>>
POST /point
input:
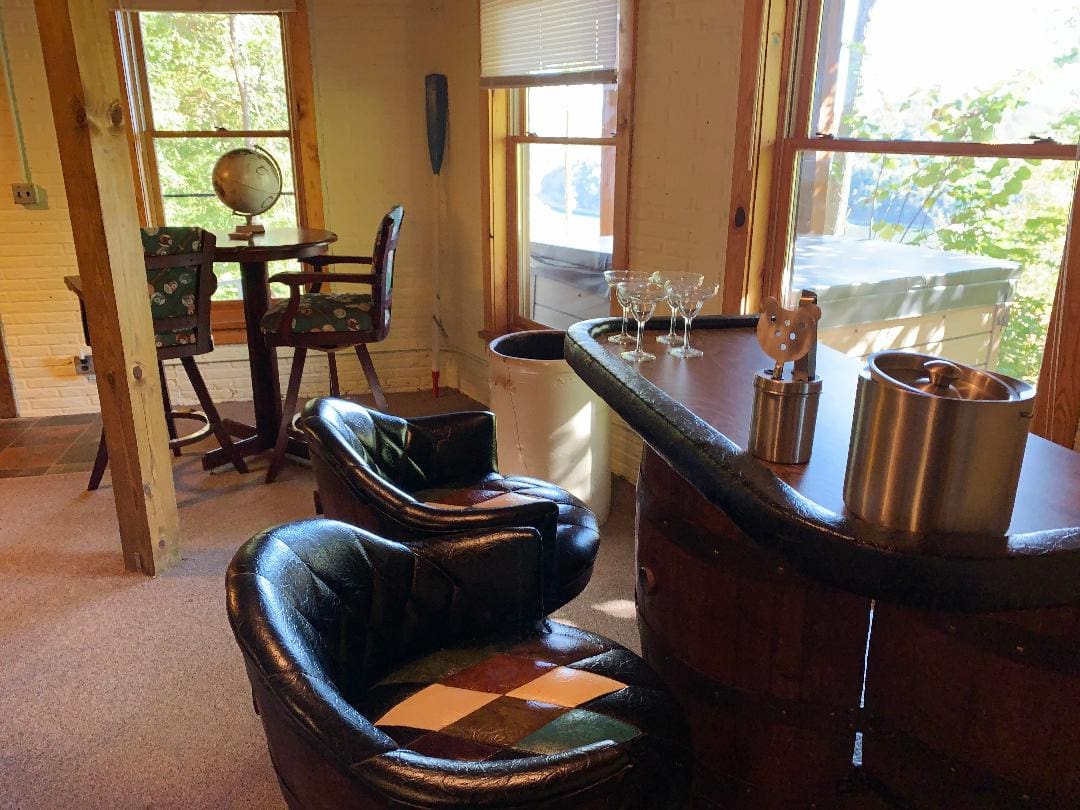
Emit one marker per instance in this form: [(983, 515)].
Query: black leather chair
[(424, 676), (412, 478)]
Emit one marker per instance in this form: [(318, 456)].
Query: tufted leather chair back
[(338, 606), (382, 443)]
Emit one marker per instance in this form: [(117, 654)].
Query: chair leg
[(207, 405), (286, 414), (332, 359), (100, 461), (373, 378), (170, 422)]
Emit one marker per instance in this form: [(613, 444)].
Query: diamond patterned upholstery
[(424, 676)]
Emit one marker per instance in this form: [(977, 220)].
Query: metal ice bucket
[(935, 446)]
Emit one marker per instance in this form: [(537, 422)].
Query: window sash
[(210, 7), (532, 42)]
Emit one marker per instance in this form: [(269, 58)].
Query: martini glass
[(680, 279), (643, 297), (689, 298), (613, 278)]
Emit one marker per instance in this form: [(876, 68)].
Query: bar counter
[(787, 625)]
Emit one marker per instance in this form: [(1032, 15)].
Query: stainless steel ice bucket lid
[(935, 446)]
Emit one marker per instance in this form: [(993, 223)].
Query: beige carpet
[(119, 690)]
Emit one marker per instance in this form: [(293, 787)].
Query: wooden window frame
[(502, 126), (227, 318), (775, 96)]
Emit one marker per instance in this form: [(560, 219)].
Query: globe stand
[(247, 230)]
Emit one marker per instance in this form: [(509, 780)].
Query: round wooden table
[(253, 255), (785, 625)]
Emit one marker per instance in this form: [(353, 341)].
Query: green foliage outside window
[(1012, 210), (207, 72)]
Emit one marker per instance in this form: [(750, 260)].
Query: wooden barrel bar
[(768, 664), (757, 592), (975, 711)]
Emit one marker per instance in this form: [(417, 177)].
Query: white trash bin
[(549, 423)]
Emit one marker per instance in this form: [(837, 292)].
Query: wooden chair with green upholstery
[(329, 322), (179, 274)]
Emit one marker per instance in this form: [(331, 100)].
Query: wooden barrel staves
[(975, 711), (768, 664)]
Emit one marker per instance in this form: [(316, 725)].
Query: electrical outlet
[(84, 364), (25, 193)]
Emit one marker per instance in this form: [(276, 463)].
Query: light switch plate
[(25, 193)]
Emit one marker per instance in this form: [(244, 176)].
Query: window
[(563, 185), (927, 174), (558, 149), (200, 84)]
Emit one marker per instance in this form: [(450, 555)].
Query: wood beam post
[(89, 111), (8, 405)]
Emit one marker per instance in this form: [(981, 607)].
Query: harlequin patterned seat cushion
[(323, 312), (551, 693)]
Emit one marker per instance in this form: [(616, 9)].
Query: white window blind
[(212, 7), (529, 42)]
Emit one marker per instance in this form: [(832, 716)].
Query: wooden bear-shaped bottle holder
[(785, 410)]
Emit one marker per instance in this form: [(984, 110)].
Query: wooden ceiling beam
[(89, 112)]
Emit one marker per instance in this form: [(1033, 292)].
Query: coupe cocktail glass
[(680, 279), (613, 278), (689, 298), (643, 297)]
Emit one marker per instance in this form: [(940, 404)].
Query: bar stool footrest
[(197, 435)]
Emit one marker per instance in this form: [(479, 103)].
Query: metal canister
[(783, 420), (936, 446)]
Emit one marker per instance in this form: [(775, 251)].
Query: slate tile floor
[(49, 444)]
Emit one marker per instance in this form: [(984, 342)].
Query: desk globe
[(248, 180)]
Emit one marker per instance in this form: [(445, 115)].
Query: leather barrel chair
[(389, 676), (413, 478)]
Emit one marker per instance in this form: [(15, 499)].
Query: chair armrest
[(401, 508), (295, 280), (327, 259), (553, 780), (497, 579), (463, 445)]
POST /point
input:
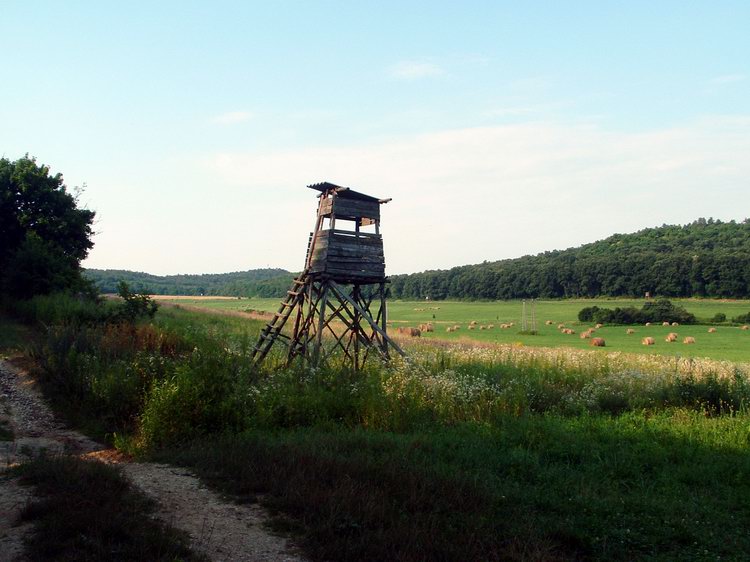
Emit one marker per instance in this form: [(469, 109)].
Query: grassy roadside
[(87, 511), (670, 487), (14, 337)]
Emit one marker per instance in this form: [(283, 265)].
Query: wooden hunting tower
[(342, 283)]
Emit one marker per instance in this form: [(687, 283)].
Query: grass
[(669, 487), (728, 343), (14, 337), (86, 510), (465, 451)]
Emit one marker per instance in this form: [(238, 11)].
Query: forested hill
[(253, 283), (705, 258)]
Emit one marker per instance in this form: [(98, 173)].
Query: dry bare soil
[(217, 528)]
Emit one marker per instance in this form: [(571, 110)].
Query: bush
[(38, 267), (134, 305)]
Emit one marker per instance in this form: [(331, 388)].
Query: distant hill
[(252, 283), (707, 258)]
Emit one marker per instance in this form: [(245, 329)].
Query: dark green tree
[(43, 234)]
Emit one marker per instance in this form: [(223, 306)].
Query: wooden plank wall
[(348, 256)]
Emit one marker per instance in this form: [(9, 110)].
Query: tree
[(43, 234)]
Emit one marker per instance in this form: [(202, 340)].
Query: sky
[(500, 129)]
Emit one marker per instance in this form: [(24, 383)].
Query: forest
[(706, 258)]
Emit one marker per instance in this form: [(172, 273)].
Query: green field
[(728, 343)]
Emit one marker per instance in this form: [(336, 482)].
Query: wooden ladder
[(272, 331)]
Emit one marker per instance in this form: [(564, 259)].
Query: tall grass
[(460, 452)]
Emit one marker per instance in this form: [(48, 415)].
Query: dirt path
[(221, 530)]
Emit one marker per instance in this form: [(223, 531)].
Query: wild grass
[(728, 343), (86, 510), (463, 451)]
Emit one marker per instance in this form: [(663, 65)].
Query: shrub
[(134, 305), (659, 310)]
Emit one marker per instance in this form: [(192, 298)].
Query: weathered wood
[(342, 294)]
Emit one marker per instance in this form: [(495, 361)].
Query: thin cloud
[(727, 79), (232, 117), (505, 191), (413, 70)]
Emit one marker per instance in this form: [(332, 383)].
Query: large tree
[(43, 234)]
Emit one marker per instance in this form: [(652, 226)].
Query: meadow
[(463, 451), (727, 343)]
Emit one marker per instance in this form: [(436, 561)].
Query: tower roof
[(345, 192)]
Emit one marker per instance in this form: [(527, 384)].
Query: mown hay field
[(728, 343)]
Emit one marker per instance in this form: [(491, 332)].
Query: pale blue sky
[(499, 128)]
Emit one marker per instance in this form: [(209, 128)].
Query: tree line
[(253, 283), (706, 258)]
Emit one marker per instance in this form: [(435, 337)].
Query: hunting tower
[(342, 284)]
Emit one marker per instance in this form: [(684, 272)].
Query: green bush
[(659, 310), (204, 395)]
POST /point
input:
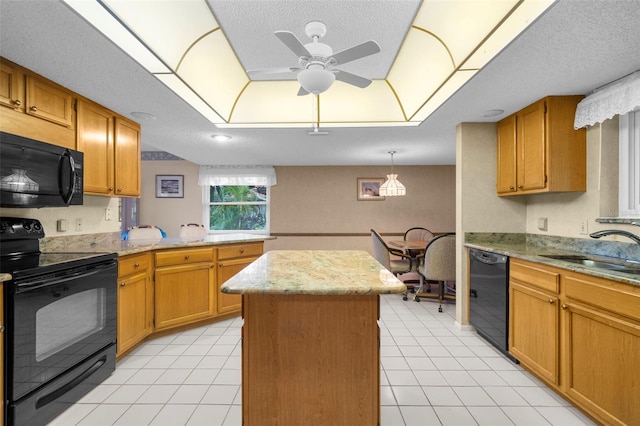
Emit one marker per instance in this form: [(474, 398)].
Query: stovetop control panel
[(17, 228)]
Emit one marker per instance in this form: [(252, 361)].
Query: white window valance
[(616, 98), (237, 175)]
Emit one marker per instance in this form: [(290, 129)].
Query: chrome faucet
[(606, 232)]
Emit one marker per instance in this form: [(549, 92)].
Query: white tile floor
[(431, 374)]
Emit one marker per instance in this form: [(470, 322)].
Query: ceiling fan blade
[(268, 71), (292, 43), (356, 52), (354, 80)]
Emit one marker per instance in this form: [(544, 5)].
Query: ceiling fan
[(317, 62)]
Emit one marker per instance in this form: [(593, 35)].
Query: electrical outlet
[(542, 223), (63, 225), (584, 226)]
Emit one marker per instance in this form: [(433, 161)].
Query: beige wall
[(92, 213), (323, 200), (170, 213), (318, 200)]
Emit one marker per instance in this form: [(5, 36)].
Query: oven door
[(56, 321)]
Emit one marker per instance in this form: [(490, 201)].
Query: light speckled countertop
[(111, 245), (317, 272), (535, 250)]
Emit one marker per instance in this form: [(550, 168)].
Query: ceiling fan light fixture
[(315, 80), (392, 187)]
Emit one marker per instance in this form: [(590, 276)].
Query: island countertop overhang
[(314, 272)]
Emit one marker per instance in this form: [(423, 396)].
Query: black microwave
[(36, 174)]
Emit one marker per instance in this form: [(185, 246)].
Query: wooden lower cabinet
[(583, 340), (2, 352), (602, 348), (185, 289), (135, 300), (310, 360), (231, 260)]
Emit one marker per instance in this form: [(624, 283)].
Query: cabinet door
[(95, 139), (531, 163), (49, 102), (127, 158), (184, 294), (506, 161), (227, 269), (603, 364), (135, 319), (534, 330), (11, 87)]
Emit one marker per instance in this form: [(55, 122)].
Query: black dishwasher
[(489, 306)]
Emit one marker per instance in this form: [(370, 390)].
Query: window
[(629, 196), (237, 208)]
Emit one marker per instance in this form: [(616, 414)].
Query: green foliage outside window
[(237, 208)]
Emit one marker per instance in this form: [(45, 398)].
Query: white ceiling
[(575, 47)]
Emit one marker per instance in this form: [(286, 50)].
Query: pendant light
[(392, 186)]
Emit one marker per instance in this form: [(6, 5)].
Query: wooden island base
[(310, 360)]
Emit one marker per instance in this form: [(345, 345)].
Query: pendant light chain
[(392, 187)]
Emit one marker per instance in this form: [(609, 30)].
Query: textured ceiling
[(575, 47)]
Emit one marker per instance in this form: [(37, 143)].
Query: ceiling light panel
[(169, 27)]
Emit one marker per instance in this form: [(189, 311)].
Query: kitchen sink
[(596, 263)]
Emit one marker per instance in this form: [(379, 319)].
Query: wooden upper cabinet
[(506, 178), (49, 101), (34, 107), (111, 146), (539, 151), (11, 87), (95, 139), (127, 158)]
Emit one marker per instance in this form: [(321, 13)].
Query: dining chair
[(417, 234), (399, 264), (439, 265)]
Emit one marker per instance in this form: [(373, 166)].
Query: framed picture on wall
[(369, 189), (169, 186)]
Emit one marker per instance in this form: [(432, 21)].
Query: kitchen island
[(310, 340)]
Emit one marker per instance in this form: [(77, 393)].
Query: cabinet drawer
[(538, 276), (615, 297), (128, 265), (239, 250), (182, 257)]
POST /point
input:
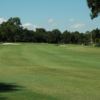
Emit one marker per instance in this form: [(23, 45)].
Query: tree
[(66, 37), (94, 6)]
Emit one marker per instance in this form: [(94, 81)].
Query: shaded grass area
[(50, 72)]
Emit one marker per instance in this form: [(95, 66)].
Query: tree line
[(13, 31)]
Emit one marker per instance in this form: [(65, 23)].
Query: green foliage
[(12, 31), (94, 6)]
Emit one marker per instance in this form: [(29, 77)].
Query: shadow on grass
[(7, 87), (3, 98)]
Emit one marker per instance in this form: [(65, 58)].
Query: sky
[(71, 15)]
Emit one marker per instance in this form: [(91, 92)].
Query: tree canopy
[(12, 31), (94, 6)]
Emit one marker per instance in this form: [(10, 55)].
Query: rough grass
[(50, 72)]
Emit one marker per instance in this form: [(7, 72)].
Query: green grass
[(50, 72)]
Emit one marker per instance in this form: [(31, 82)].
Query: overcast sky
[(70, 15)]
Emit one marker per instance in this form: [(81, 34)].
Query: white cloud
[(30, 26), (2, 20), (78, 26), (71, 20), (50, 21)]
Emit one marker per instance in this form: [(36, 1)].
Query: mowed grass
[(50, 72)]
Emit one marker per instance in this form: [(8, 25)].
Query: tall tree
[(94, 6)]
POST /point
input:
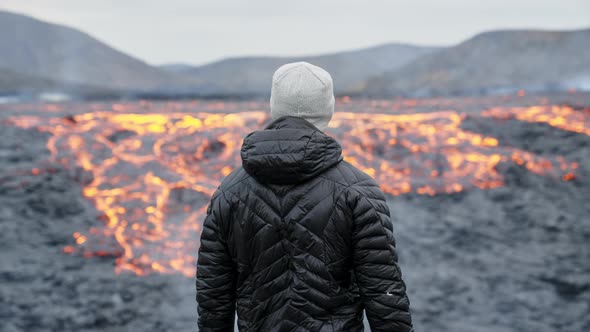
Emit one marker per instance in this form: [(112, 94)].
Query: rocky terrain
[(252, 75), (512, 258), (494, 62)]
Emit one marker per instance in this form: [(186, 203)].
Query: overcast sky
[(199, 31)]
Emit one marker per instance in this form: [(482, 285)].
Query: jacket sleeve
[(377, 273), (215, 273)]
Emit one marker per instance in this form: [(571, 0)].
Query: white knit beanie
[(303, 90)]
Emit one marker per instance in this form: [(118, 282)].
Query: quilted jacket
[(298, 239)]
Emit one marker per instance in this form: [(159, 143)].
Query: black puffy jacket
[(298, 240)]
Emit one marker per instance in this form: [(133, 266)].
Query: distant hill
[(252, 75), (494, 62), (62, 54)]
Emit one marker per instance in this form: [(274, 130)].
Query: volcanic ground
[(101, 206)]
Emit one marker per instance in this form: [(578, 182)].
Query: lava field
[(101, 206)]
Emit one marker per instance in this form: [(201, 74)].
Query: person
[(298, 239)]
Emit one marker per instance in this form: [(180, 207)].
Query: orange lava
[(562, 117), (152, 172)]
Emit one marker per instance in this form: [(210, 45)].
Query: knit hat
[(303, 90)]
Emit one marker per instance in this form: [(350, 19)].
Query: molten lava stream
[(151, 174)]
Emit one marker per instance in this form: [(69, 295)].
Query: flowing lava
[(151, 173)]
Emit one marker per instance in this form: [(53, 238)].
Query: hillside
[(63, 54), (252, 75), (494, 62)]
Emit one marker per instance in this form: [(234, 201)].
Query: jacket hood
[(289, 150)]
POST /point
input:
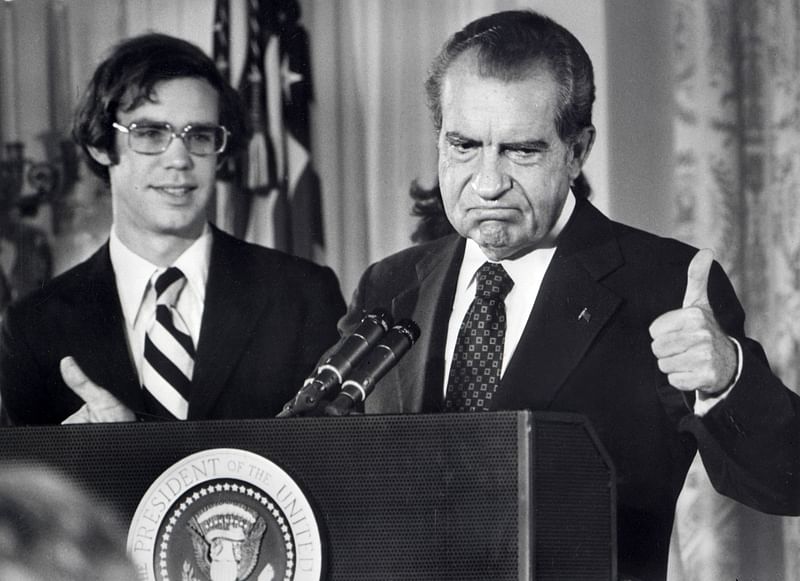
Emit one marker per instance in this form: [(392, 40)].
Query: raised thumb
[(697, 279)]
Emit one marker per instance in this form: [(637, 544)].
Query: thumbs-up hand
[(100, 405), (689, 344)]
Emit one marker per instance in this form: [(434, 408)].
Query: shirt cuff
[(703, 403)]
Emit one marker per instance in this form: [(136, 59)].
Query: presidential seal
[(225, 515)]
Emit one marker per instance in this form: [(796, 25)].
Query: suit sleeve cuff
[(704, 403)]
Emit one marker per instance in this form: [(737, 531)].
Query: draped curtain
[(737, 190)]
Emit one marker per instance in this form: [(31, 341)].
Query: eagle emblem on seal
[(226, 538)]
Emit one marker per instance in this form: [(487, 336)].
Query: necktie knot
[(493, 282), (168, 286)]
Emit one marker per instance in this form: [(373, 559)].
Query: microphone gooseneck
[(361, 382), (328, 377)]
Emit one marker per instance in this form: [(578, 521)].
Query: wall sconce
[(26, 184)]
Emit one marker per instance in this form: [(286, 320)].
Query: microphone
[(332, 372), (380, 360)]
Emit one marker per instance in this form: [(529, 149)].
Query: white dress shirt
[(137, 296)]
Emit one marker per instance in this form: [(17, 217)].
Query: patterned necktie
[(478, 356), (168, 352)]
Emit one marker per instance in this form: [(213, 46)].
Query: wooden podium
[(461, 497)]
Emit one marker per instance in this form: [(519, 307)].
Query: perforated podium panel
[(461, 497)]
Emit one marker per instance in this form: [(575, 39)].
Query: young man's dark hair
[(127, 78)]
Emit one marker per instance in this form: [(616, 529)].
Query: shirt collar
[(133, 273)]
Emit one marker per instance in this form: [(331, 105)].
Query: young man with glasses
[(229, 331)]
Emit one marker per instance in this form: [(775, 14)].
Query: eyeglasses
[(154, 138)]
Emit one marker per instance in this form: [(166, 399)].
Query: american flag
[(277, 202)]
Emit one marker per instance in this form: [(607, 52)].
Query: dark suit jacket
[(267, 318), (602, 366)]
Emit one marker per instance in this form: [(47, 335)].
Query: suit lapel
[(420, 373), (571, 309), (102, 350), (233, 304)]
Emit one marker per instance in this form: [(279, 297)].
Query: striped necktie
[(478, 356), (168, 352)]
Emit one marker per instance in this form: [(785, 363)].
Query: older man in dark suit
[(172, 318), (541, 302)]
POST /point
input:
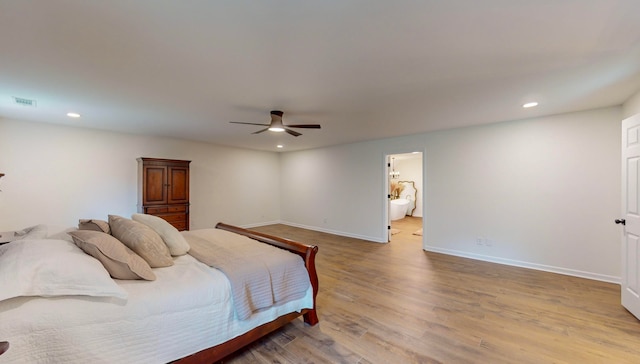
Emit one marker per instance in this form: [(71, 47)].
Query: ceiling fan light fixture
[(276, 122)]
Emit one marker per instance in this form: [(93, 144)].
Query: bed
[(185, 315)]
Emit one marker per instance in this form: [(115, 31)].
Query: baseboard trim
[(521, 264)]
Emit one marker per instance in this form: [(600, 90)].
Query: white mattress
[(188, 308)]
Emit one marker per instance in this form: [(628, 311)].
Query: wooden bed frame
[(308, 253)]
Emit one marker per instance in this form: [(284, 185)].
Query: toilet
[(398, 208)]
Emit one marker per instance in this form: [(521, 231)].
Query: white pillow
[(52, 268), (176, 243), (32, 232)]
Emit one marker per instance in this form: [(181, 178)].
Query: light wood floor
[(395, 303)]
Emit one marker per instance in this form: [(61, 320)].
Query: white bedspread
[(188, 308)]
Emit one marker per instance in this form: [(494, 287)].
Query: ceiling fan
[(277, 125)]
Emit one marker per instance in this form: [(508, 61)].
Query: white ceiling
[(363, 69)]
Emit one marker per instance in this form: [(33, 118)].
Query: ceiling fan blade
[(239, 122), (292, 132), (306, 126)]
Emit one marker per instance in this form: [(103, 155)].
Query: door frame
[(386, 218)]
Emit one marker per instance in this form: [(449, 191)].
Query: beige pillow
[(142, 240), (96, 225), (120, 261), (170, 235)]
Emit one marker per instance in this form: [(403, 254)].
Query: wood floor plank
[(395, 303)]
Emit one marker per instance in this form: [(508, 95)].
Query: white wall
[(543, 191), (631, 106), (57, 175)]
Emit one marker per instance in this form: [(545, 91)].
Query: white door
[(631, 214)]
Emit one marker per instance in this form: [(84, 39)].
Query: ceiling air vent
[(24, 102)]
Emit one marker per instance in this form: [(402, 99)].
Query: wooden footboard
[(308, 253)]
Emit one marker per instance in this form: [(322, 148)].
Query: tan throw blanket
[(261, 275)]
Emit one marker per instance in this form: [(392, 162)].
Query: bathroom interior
[(405, 188)]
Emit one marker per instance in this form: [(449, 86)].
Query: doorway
[(405, 182)]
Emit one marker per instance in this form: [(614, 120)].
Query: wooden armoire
[(163, 190)]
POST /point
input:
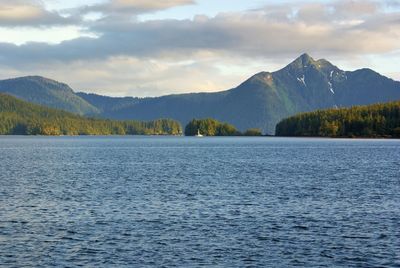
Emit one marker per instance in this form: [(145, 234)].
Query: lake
[(190, 202)]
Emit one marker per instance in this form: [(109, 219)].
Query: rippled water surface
[(188, 202)]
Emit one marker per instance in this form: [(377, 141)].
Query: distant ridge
[(44, 91), (261, 101), (265, 98)]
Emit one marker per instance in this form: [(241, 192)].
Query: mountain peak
[(303, 61)]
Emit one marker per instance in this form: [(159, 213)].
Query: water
[(189, 202)]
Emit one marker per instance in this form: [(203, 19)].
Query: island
[(371, 121), (19, 117)]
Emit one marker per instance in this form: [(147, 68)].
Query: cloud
[(257, 33), (133, 57), (29, 13)]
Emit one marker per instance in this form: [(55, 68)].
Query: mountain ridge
[(262, 100)]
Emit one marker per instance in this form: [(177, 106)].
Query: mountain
[(47, 92), (19, 117), (259, 102), (266, 98), (371, 121)]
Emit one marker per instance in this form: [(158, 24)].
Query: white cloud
[(131, 57)]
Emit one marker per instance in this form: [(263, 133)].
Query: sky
[(152, 48)]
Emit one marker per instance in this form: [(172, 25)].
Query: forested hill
[(47, 92), (18, 117), (264, 99), (304, 85), (378, 120)]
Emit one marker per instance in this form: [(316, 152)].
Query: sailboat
[(198, 133)]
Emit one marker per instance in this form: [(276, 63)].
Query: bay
[(192, 202)]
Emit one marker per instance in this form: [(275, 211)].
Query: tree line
[(378, 120), (23, 118), (212, 127)]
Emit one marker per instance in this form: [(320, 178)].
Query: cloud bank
[(338, 29)]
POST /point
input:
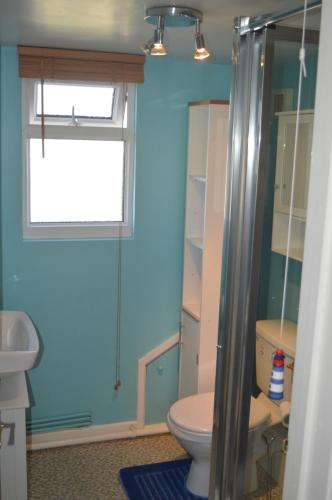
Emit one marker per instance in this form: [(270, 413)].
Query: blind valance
[(80, 65)]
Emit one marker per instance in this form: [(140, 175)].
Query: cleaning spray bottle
[(276, 387)]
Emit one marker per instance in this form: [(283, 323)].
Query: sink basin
[(19, 344)]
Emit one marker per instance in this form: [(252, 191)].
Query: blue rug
[(161, 481)]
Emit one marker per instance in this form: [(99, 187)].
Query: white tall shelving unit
[(205, 202)]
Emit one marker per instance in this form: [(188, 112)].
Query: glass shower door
[(265, 227)]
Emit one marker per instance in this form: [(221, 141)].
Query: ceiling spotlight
[(175, 17), (200, 51), (158, 47)]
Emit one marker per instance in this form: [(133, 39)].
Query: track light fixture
[(178, 17), (200, 51)]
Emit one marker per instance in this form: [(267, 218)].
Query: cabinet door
[(188, 356), (284, 164)]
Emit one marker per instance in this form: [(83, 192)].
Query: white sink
[(19, 344)]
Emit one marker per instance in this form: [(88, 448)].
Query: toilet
[(190, 419)]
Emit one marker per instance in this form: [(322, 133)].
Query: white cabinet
[(13, 470), (283, 182), (205, 200)]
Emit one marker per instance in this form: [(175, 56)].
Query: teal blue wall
[(68, 287)]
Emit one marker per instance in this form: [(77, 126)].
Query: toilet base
[(198, 478)]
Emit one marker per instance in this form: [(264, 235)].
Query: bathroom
[(69, 288)]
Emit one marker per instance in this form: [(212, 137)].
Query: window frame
[(88, 129)]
<<
Set problem >>
Starting at the first of the rows and ending at the row that contains "[(787, 625)]", write those rows out again with "martini glass" switched to "wine glass" and nothing else changed. Leave the pictures out.

Solution to this task >>
POST /point
input:
Emit one marker per instance in this form: [(983, 515)].
Query: black leather chair
[(424, 676), (412, 478)]
Emit one marker per instance in this form: [(318, 456)].
Query: tufted leather chair back
[(338, 606), (382, 443)]
Emit one marker per instance in this form: [(117, 654)].
Query: chair leg
[(207, 405), (286, 414), (332, 359), (100, 461), (373, 378), (170, 422)]
Emit one marker per instance in this form: [(613, 444)].
Query: diamond patterned upholstery
[(424, 676)]
Emit one marker per instance in this form: [(977, 220)].
Query: metal ice bucket
[(935, 446)]
Emit one marker per instance in this form: [(537, 422)].
Query: window sash
[(210, 7), (532, 42)]
Emit one marker per instance in this form: [(269, 58)].
Query: wine glass
[(680, 279), (643, 297), (689, 298), (613, 278)]
Emit one marker per instance in this form: [(876, 68)].
Query: bar counter
[(787, 625)]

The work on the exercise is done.